Extracted text:
○ ○ ○ ○ ○ ○ ○

The remaining question to be considered is, Did the justice err in refusing to set the judgment aside? The application was made under section 1001 of the Code, which reads as follows:

“Sec. 1001. When judgment shall have been rendered against a defendant in his absence, the same may be set aside upon the following conditions : First — That his motion be made within ten days after such judgment was entered. Second — That he pay or confess judgment for the costs awarded against him. Third — That he notify, in writing, the opposite party, his agent or attorney, or cause it to be done, of the opening of such judgment, and of the time and place of trial, at least five days before the time if the party reside in the county, and if he be not a resident ■of the county, by leaving a written notice thereof at the office of the justice ten days before the trial.”

The record fails to show that plaintiffs in error have complied with the second condition of the section, by either paying the costs, or offering to confess judgment therefor. This requirement of the statute is mandatory, and unless it is complied with by the party seeking to have the judgment rendered against him in his absence opened up, the justice .has no authority to set the default aside.

The justice based his refusal to act upon the ground that the judgment was not rendered by default, claiming the defendants had appeared in the cause on the day set for trial. The transcript of the judgment discloses no appearance of the defendants. The fact that the justice placed his decision upon an untenable ground is quite immaterial, so long as it appears that a valid reason did exist for refusing the application. Suppose the motion had not been made within the time prescribed by the above section, and *860the defendants had brought themselves within all the other of its provisions, would the district court have been justified in reversing the judgment simply because the justice denied the motion on a ground other than that the application was not made in time? To state the proposition is to evoke a negative answer. The reason is, the justice would be without power to act. The case before ns is controlled by the same principle. It is no answer to say that the record does not state that the defendants have not paid the costs awarded against them, or confessed judgment therefor. It cannot be presumed that they have done either. Error must affirmatively appear, as all presumptions are in favor of the correctness of the ruling of the justice. Our conclusion is that the lower court did not err in affirming the decision of the justice court. The judgment of the district court is

Affirmed.

○ ○ ○ ○ ○ ○ ○

Given exercise 1: Update the court opinion between "The record fails" and "the default aside.", inclusive, putting "magistrate" in place of "justice".

Task input:

○ ○ ○ ○ ○ ○ ○

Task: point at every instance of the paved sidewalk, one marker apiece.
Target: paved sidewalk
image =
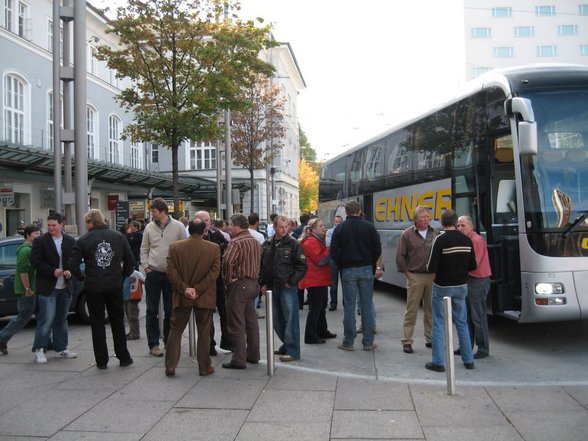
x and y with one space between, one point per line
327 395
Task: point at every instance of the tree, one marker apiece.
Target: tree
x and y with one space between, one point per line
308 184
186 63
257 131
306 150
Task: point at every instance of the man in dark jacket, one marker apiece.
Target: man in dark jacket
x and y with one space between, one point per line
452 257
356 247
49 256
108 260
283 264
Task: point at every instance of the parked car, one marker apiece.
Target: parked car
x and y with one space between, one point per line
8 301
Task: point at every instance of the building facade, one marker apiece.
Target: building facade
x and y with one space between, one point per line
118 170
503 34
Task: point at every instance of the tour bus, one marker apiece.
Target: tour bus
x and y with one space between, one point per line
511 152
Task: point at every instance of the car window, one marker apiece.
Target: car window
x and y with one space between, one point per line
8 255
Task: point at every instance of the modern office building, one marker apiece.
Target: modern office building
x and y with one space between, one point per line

○ ○ ○ ○ ○ ○ ○

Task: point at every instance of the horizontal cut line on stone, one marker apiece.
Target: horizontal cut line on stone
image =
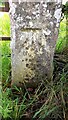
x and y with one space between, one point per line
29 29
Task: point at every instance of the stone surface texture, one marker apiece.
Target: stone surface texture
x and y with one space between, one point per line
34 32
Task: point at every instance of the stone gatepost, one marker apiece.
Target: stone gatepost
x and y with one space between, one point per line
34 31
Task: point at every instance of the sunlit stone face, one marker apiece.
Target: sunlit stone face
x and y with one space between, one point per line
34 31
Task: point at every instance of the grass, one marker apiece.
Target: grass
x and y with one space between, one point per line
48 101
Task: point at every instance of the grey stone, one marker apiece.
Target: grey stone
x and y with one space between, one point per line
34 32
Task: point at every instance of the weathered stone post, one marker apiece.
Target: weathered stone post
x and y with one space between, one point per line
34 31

○ ○ ○ ○ ○ ○ ○

Given exercise 2: Identify each line in the records that includes the string "grass" and copy those lines out.

Answer 1:
The record fails to show that plaintiffs in error have complied with the second condition of the section, by either paying the costs, or offering to confess judgment therefor. This requirement of the statute is mandatory, and unless it is complied with by the party seeking to have the judgment rendered against him in his absence opened up, the magistrate .has no authority to set the default aside.

Answer 2:
Task: point at every instance of the grass, one marker apiece.
Target: grass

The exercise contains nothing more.